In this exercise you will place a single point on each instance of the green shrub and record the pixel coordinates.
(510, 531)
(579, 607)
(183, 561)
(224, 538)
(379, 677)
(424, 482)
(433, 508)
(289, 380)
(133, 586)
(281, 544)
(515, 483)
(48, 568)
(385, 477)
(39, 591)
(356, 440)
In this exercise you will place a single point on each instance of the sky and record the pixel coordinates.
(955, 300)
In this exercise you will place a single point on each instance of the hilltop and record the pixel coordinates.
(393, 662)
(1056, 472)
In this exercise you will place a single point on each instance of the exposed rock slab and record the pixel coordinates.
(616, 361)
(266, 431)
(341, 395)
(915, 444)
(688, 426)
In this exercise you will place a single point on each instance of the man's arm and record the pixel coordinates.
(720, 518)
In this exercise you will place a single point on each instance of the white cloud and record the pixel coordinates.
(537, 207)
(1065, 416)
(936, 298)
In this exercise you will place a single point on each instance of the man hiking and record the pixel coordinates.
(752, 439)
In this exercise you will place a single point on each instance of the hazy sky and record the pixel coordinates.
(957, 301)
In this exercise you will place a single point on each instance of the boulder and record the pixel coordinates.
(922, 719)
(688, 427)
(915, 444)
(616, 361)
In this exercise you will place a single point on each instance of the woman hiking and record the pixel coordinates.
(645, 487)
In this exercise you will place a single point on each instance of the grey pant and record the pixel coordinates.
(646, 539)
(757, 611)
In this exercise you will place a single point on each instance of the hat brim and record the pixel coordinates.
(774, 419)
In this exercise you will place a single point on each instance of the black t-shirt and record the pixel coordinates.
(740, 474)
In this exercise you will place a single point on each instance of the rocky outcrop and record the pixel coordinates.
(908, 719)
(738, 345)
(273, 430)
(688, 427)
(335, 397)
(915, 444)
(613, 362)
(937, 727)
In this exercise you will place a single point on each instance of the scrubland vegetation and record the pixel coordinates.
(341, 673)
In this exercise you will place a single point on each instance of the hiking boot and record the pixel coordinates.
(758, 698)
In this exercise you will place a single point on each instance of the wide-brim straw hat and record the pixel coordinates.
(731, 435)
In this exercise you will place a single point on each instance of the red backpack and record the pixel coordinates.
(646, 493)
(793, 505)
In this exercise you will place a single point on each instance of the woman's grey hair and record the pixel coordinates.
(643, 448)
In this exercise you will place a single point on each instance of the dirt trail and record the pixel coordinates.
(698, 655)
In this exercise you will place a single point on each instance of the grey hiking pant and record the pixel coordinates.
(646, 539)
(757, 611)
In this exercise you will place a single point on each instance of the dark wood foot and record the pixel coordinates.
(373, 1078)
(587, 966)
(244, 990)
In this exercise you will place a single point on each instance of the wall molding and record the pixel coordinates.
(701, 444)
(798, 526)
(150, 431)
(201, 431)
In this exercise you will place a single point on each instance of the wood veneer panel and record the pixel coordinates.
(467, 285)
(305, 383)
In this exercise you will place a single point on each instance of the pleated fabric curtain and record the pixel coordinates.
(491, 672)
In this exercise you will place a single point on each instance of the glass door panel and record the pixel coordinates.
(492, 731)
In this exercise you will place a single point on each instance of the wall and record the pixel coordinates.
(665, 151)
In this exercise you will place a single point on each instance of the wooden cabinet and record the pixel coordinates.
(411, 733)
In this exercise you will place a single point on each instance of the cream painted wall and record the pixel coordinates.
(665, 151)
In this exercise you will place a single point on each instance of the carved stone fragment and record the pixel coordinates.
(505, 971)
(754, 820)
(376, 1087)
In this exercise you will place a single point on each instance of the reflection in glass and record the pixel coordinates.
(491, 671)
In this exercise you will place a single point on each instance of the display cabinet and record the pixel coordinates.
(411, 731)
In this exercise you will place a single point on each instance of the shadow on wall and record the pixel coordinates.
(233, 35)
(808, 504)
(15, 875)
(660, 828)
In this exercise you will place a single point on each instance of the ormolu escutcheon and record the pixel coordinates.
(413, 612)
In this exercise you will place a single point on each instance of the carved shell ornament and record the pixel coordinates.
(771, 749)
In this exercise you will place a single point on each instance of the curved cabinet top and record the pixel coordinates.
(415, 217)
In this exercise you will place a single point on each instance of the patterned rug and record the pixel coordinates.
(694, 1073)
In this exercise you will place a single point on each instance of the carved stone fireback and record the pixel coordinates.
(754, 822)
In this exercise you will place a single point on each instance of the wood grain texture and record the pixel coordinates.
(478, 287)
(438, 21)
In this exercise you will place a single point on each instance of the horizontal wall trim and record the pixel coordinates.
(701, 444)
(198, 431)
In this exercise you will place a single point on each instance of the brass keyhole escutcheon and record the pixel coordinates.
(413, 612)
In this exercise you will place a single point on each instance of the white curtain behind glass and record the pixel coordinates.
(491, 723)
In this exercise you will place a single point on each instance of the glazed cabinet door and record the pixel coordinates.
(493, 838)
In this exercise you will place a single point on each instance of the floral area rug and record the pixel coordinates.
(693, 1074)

________________

Recast the records as a Markdown table with the columns Row and Line, covering only the stretch from the line containing "patterned rug and record the pixel coordinates." through the end of the records, both ends included, and leaving out blank lines.

| Row | Line |
|---|---|
| 1 | In this exercise you will place a single point on each instance of the patterned rug and record the pixel coordinates. |
| 2 | (694, 1073) |
| 3 | In this exercise you will place a single point on each instance of the carved stone fireback and record the pixel coordinates. |
| 4 | (754, 822) |
| 5 | In this exercise you will place a single point on each instance of the wood grain texture and record the pixel coordinates. |
| 6 | (478, 287) |
| 7 | (438, 21) |
| 8 | In this exercise you will place a single point on each instance of the horizontal wall trim and record the pixel coordinates. |
| 9 | (701, 444) |
| 10 | (198, 431) |
| 11 | In this exercise you will place a single point on each instance of the brass keyhole escutcheon and record the pixel coordinates. |
| 12 | (413, 612) |
| 13 | In this exercise you will place a single point on each instance of the white curtain behind glass and record the pixel coordinates. |
| 14 | (491, 723) |
| 15 | In this exercise you will place a single point on each instance of the glazed cabinet door and record the pixel coordinates. |
| 16 | (493, 838) |
| 17 | In this exercise you will place a single point on each instance of the floral area rug and record the pixel coordinates. |
| 18 | (693, 1074) |